Activity | Print the data again, exactly.

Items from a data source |
BEGIN
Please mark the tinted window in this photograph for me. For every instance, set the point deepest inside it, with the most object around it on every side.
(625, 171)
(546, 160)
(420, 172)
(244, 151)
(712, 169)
END
Exercise output |
Please mark the tinted window in this photograph for me. For every instance, set the point deepest inside it, with the most object around it on every side.
(625, 171)
(546, 160)
(420, 172)
(244, 151)
(712, 169)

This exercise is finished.